## Tasks to complete
1. In the guide to New Zealand's Far North, which place is actually the northernmost point of the North Island?
2. Pick up the guide to New Zealand's Far North from its last sentence and keep writing.

## Text shown
## BEGIN

Things to see and do in the Far North of New Zealand

By: Road Trip


Planning a road trip to the Far North of New Zealand? Start here first. Things to see and do in the Far North.

Northland is New Zealand’s northernmost region, and is the only region in New Zealand to straddle two coasts. It encompasses Cape Reinga and Ninety Mile Beach, together with numerous inlets, three harbours, and the broad reaches of Doubtless Bay.

The significance of the Northland’s natural beauty, cultural values, and important Mãori and European history combines to create a holiday paradise. Visitors will be captivated with the variety of activities on offer in this region of dizzying diversity.

Cape

Cape Reinga

Cape Reinga and its iconic lighthouse sit at the top of Aupouri Peninsula, at what is widely thought to be the northernmost tip of New Zealand. In fact, the Surville Cliffs, 30 kilometres east, have the honour (by a very small margin) of being the north of the North Island, and therefore the ‘top’ of the country.

Cape Reinga is an area of great significance to Maori, by whom it is named Te Reinga (The Underworld) or Te Rerenga Wairua (The Leaping Off Place of the Spirits). It is here, according to Maori legend, that the spirits of the dead leap from an ancient pohutukawa tree into the churning sea below to begin their return journey across the ocean to their original birthplace, Hawaiki.

## END

## Entries
## BEGIN

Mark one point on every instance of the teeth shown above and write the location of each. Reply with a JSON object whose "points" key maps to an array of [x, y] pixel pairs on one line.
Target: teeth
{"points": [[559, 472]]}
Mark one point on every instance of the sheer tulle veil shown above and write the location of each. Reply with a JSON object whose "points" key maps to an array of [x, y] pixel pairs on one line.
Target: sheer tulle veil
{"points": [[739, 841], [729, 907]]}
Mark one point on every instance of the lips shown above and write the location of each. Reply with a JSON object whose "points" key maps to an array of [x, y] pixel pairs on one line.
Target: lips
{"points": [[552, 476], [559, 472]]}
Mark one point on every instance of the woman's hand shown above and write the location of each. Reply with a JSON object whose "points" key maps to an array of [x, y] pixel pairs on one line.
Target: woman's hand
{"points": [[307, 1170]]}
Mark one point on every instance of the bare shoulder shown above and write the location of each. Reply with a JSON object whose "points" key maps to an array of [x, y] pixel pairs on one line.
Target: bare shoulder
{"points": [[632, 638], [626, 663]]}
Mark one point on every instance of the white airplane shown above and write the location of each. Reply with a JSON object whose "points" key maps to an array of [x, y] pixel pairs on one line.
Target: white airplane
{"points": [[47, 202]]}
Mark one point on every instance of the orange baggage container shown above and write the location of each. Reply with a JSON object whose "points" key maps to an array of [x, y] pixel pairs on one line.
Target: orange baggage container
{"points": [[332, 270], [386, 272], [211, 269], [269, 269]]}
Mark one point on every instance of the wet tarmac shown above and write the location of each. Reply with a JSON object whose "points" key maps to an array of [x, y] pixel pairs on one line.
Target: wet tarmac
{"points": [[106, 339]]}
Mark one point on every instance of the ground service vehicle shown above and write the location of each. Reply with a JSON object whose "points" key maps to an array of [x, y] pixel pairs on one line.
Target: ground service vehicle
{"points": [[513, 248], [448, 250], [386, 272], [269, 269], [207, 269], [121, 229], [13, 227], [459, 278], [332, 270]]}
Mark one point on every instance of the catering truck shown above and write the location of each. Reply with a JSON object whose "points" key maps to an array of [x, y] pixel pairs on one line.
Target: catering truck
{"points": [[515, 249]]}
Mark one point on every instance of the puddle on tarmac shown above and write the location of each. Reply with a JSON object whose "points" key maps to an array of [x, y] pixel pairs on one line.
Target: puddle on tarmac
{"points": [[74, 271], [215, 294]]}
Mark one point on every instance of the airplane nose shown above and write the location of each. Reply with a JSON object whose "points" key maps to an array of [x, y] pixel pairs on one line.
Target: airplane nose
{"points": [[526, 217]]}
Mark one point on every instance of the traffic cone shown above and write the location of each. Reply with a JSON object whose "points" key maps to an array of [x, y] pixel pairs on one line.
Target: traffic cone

## END

## Responses
1. The Surville Cliffs, 30 kilometers east of Cape Reinga.

2.
The Aupori Peninsula is a tombolo – a cluster of gravel rocks that forms an island. That island is now tied by a narrow isthmus of sediment to the rest of the North Island, but its legacy remains in an ecological estate of unique significance, including major wetlands, vast sand dunes, island sanctuaries, and the beginning of the erroneously-named, 88-kilometre stretch of creamy-white sand known as Ninety Mile Beach.

The region contains many endangered or threated species. It is now incorporated into Te Paki – a 25,000ha Department of Conservation (DOC) administered estate comprising. Te Paki includes more than 1000 sites of archeological importance, many of which can be accessed from the Te Paki Coastal Track, a four-day walk from Kapowairua (Spirits Bay) on the east coast, past Cape Reinga to the township of Ahipara on the west coast.

However, adrenaline junkies are still catered for within this park. The magnificent Te Paki Sand Dunes are the ideal place for thrill seekers to sandboard, alone or as part of a group using equipment hired from local tourism operators. Surf beaches can also be found along the length of Ninety Mile Beach, with some of the best known breaks to be found at Ahipara. Mountain biking and 4WD activities exist within the Mokaikai Reserve, while fishers will find abundant opportunities on the estuaries and around the coastline.

Among the many things of interest in this estate are the interpretive panels and pou (posts) which form the Ara Pou Trail, telling the story of the region. And at Cape Reinga, the remarkable map drawn by our earliest explorer, the navigator Kupe, who mapped the islands of New Zealand around 950AD, is incorporated into a plaque at the gateway to the lighthouse walkway.

Things to see and do

Te Kao Store features in the Lonely Planet Guide as famous for its towering ice creams. The store once sold 55,040 scoops of Tip Top ice cream in one year.

Paua: Collect the keys from the store at Te Kao if you wish to park overnight adjacent to the now-defunct fish factory.

Te Hapua is the country’s northernmost settlement on the western side of Parengarenga Harbour and home to a distinctive Ratana church.

Parengarenga Harbour: extending inland for more than 10 kilometres, the harbour is spectacularly fringed with the brilliant white silica sand of Kokota (The Sandspit).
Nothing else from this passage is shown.